**THE TASK**
Could you express all of the following records as a two-column CSV with the headers instruction and points, one row per record, placing each record's text and its answer in their own quoted fields and turning line breaks into spaces?

**DATA RECORDS**
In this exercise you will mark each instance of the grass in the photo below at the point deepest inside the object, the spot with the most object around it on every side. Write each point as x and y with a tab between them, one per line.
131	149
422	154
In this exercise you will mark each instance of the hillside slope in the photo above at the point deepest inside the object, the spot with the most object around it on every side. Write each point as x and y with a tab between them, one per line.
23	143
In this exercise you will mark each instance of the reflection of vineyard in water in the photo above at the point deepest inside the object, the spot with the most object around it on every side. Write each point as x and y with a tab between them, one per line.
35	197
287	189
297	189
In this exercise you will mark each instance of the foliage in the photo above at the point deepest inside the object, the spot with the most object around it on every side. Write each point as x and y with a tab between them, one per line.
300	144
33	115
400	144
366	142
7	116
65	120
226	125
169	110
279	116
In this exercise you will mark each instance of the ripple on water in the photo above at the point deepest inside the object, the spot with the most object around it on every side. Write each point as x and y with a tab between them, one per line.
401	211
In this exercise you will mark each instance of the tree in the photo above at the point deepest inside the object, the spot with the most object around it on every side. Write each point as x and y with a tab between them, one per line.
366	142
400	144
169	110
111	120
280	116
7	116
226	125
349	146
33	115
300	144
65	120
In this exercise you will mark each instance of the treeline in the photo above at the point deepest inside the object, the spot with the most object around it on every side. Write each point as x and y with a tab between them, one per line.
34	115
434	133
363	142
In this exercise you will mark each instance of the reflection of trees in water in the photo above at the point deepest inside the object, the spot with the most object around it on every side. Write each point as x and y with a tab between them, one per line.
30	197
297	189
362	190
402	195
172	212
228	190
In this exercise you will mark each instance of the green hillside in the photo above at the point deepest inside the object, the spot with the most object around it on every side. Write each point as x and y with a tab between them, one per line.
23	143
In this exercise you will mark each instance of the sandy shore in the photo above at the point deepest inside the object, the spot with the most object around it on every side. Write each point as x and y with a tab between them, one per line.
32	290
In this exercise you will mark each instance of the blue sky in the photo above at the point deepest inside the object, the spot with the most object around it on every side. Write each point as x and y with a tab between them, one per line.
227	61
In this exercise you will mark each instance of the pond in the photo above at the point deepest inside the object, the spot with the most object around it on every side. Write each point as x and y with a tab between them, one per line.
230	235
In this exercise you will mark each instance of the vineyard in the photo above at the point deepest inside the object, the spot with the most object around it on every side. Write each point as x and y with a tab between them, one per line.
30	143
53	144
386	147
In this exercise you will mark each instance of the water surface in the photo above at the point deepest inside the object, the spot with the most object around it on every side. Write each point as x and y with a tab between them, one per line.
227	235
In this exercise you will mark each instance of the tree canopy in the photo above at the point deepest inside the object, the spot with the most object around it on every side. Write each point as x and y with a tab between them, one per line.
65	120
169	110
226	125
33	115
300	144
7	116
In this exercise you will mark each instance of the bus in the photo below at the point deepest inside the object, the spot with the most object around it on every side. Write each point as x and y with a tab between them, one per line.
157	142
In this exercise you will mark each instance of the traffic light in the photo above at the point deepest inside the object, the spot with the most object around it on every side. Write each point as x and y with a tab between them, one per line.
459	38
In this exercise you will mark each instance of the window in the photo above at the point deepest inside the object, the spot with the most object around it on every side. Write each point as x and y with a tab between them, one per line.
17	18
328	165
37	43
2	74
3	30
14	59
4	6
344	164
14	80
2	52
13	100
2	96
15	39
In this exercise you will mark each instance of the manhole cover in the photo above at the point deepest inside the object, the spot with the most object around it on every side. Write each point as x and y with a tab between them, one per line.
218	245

**RESPONSE FOR THIS EXERCISE**
instruction,points
"In this exercise you will mark each instance of the grass in the photo below at the point deepest inside the object, the spot with the most object around it on every side. Write each point as x and y with a tab between them, one per line.","131	149 422	154"
"In this exercise you will mark each instance of the hillside slope in the photo above at the point deepest inside the object, the spot with the most object around it on every side. Write each point as x and y with a tab between them, one per line.","23	143"
"In this exercise you will mark each instance of the reflection of vineyard in water in the photo above at the point deepest inside the object, the spot with the most object around it on every side. Write each point as x and y with a tab between them, one per line.","35	197 287	189 297	189"
"In this exercise you will mark each instance of the foliage in the photo above at the point deepest inside the object, the spot with the most object around it on every side. Write each point as x and y with a tab between them, one per line.","300	144 33	115 400	144 366	142 7	116 65	120 226	125 169	110 279	116"
"In this exercise you will mark each instance of the ripple on water in the photo above at the point deepest inside the object, the spot with the most object around it on every side. Write each point as x and y with a tab between them, one per line.","401	211"
"In this exercise you will mark each instance of the tree in the photo above at the point deepest inside the object, the spot with the most object around it on every side. Write each point as x and y with a tab between them, one per line.","366	142 400	144 169	110 111	120 280	116 7	116 226	125 349	146 33	115 300	144 65	120"
"In this exercise you will mark each instance of the treeline in the photo above at the point deepest inside the object, the spot with the most object around it on every side. Write each point as x and y with a tab between them, one per line.","34	115 434	133 363	142"
"In this exercise you will mark each instance of the reflection of trees in water in the photo above at the point deepest inside the object, the spot with the most object around it on every side. Write each point as x and y with a tab between them, one per line.","30	197 297	189 362	190 402	195 172	212 228	190"
"In this exercise you will mark each instance of the green hillside in the photo above at the point deepest inside the object, the spot with the most object around it on every side. Write each point as x and y with a tab between them, one per line.","23	143"
"In this exercise you will mark each instance of the sandy shore in the photo above at the point deepest inside the object, the spot with the most object around it on every side. Write each point as x and y with a tab between them, one per line.","32	290"
"In this exercise you will mark each instance of the blue sky in the photo above at the point deepest inside the object, the spot with the most object around it on every side. Write each point as x and y with a tab between them, one per line.","227	61"
"In this exercise you will mark each instance of the pond in the photo above at the point deepest inside the object, the spot with the most object around it on every side. Write each point as x and y with a tab between them, one per line.","230	235"
"In this exercise you will mark each instance of the vineyard in the photo above at the point deepest inside the object, the spot with the most object around it on every side. Write each point as x and y with a tab between them, one per line.","30	143 53	144 386	147"
"In this exercise you will mark each instance of the water surface in the photo above at the point deepest inside the object, the spot with the most object around it on every side. Write each point as x and y with a tab between them, one per line.","227	235"
"In this exercise you will mark each instance of the tree canopy in the photo above at the point deepest inside the object, the spot with the most object around it on every side. Write each point as x and y with a tab between them, one per line.","65	120 169	110 226	125 33	115 300	144 7	116"
"In this exercise you will mark each instance of the bus in the photo below at the point deepest inside the object, the spot with the most object around it on every side. Write each point as x and y with a tab between them, one per line.","157	142"
"In this exercise you will mark each instance of the traffic light in the photo above at the point deepest inside the object, the spot with the most object around it on every side. Write each point as x and y with a tab between them, one per line.","459	38"
"In this exercise you will mark each instance of the window in the photo above at the point deepest inside the object, the spot with the most object around it on every side. Write each point as x and y with a tab between them, one per line.","17	18 328	165 37	43 2	74 3	30 14	59 4	6 344	164 14	80 2	52 13	100 2	96 15	39"
"In this exercise you will mark each instance of the manhole cover in the photo above at the point deepest inside the object, the spot with the most object around it on every side. Write each point as x and y with a tab between them, one per line.","218	245"